- Your tasks
1. Name every kind of blemish that the first sentence of the acne text lists.
2. In the acne text, retype the passage from "But adults can" to "by your body)." without any changes.
3. Extend the text about acne from where it stops.

- Text segment

Pimples, blackheads, whiteheads, cysts - very few of us manage to sail through life without a single blemish. Whether serious or mild, acne will affect almost all of us at some stage in our life. It can be an embarrassing and traumatic experience, often hitting us when we’re most vulnerable - in our teenage years.

But adults can get acne too. It’s not uncommon for people in their 20s and 30s to have acne. And some people continue to have acne in their 40s and 50s. Women can also experience mild to moderate acne from hormonal changes during pregnancy, menstrual cycles and starting or stopping birth control pills. Although acne is rarely a serious health problem, the emotional distress and skin scarring it causes can be a concern. Luckily, with the right treatment, acne can usually be kept under control.

Why do I get acne?

You get acne when your skin’s hair follicles become plugged up with oil and dead skin cells. Usually, when the cells lining the hair follicle are replaced, they get carried to the skin by sebum (an oil produced by your body).

At times (often during puberty), your body’s change in hormone levels can lead to an over production of dead skin cells and sebum. An increase in dead skin cells makes the lining cells thicker. This, and the extra sebum, can lead to blockages and swelling of the hair follicle to form a soft, white plug.

- Data extracts
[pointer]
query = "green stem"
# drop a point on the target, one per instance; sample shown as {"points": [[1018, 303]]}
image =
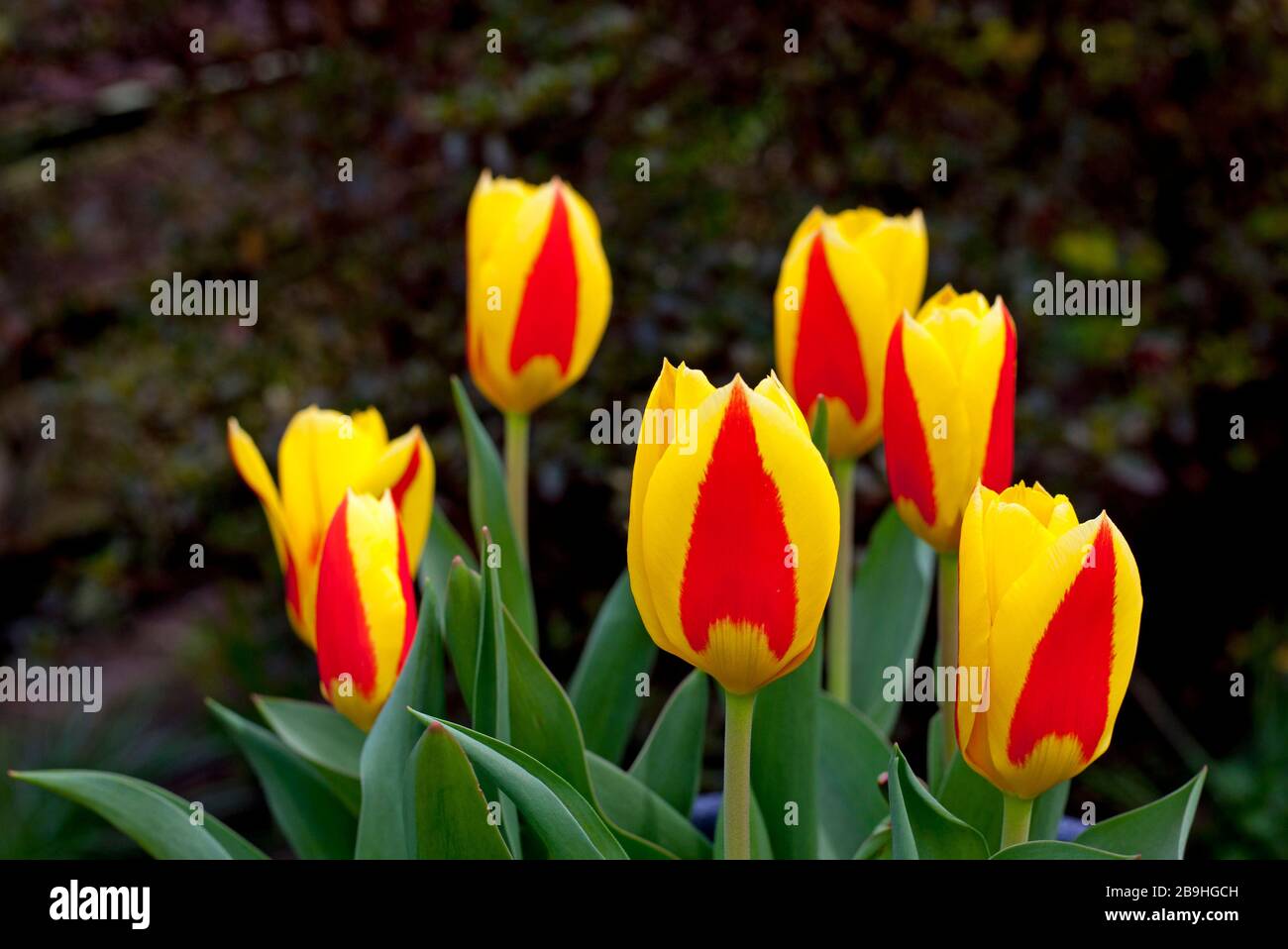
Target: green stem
{"points": [[737, 789], [1016, 819], [516, 475], [838, 605], [948, 644]]}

- Answers to the exercises
1. Pimples, blackheads, whiteheads, cysts

2.
But adults can get acne too. It’s not uncommon for people in their 20s and 30s to have acne. And some people continue to have acne in their 40s and 50s. Women can also experience mild to moderate acne from hormonal changes during pregnancy, menstrual cycles and starting or stopping birth control pills. Although acne is rarely a serious health problem, the emotional distress and skin scarring it causes can be a concern. Luckily, with the right treatment, acne can usually be kept under control.

Why do I get acne?

You get acne when your skin’s hair follicles become plugged up with oil and dead skin cells. Usually, when the cells lining the hair follicle are replaced, they get carried to the skin by sebum (an oil produced by your body).

3.
This plug may block the pore, causing the follicle wall to bulge and produce a whitehead. If enough sebum builds up behind the plug to push it to the skin’s surface, it will darken and become a blackhead. A blackhead darkens when it’s exposed to light because of the melanin skin pigment it contains (not because of dirt).

With more sebum being produced, bacteria in the hair follicle multiply to break down the oil. This causes inflammation and small, red raised bumps to pop up. The follicle can become red and fill with pus, forming a pimple. Pimples can burst, releasing their contents from under the skin. But trying to make them burst by squeezing the skin at this stage can damage the skin around it.